__Required task__. Copy the PIO Card passage, everything from "The following facilities" down to "exceeding 180 days.", substituting "PIO cardholders" for every "PIO Card holders".

>> Start Selected passage

The following facilities shall be extended to the PIO Card holders: -
a.     Visa free entry to India.
b.     For PIO Card holders the requirement for registration with Foreigners Regional Registration Office has been done away with for continuous stay not exceeding 180 days.
All future benefits that would extended to NRIs would also be available to the PIO Card holders.
ASPECTS TO BE KEPT IN MIND BY RETURNING INDIAN
A Returning Indian needs to plan his return to India. For the purpose, he needs advice / information on various aspects of Tax Laws / FEMA, 1999.
1.     What is your residential status under:
                      i.        Foreign Exchange Management Act, 1999
                     ii.        The Income Tax Act, 1961
 
2.     Planning the date and month of return to India so as ensure minimum tax liability in the year of return (i.e. April to March)?
3.     Holding and operating of non-resident Banking accounts on your return to India and Taxability thereof.
4.     Taxability of Income earned in and outside India
                      i.        In the year of return to India.
                     ii.        In the subsequent period.
 
5.     Application of Double Taxation Avoidance Treaty, if any applicable
 
6.     Advice / information on various aspects of Tax Laws / FEMA, 1999 in respect of holding of assets in and outside India / earning income in and outside India and its taxability?
 
7.     Assistance in Filing Return of Income.

>> End Selected passage
>> Start Rows

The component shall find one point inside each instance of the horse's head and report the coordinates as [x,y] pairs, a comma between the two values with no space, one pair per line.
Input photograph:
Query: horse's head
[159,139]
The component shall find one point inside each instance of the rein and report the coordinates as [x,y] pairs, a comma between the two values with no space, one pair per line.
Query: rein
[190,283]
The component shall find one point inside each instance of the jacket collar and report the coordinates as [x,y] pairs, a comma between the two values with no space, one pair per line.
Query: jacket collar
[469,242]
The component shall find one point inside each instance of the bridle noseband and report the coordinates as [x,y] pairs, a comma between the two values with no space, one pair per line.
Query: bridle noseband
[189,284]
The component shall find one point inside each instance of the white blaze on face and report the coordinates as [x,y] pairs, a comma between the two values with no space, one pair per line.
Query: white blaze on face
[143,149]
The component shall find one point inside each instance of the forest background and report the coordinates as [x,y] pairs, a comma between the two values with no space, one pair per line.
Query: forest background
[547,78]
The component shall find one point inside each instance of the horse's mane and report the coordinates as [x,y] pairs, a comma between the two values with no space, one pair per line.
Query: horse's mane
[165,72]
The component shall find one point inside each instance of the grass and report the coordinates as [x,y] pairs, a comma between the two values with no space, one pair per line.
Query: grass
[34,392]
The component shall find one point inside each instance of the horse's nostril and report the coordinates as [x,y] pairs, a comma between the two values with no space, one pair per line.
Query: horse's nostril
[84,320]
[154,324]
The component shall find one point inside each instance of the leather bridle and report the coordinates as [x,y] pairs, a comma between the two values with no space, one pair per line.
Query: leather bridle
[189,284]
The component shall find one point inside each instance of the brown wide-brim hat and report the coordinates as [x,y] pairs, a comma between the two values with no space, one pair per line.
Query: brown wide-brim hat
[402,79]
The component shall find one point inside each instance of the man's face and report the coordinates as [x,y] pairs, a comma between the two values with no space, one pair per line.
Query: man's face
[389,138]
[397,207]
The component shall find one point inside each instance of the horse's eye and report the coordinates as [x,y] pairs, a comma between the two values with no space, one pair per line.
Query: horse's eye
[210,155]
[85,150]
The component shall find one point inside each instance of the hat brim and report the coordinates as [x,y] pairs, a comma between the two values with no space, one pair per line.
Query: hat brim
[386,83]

>> End Rows

__Final answer__.
The following facilities shall be extended to the PIO cardholders: -
a.     Visa free entry to India.
b.     For PIO cardholders the requirement for registration with Foreigners Regional Registration Office has been done away with for continuous stay not exceeding 180 days.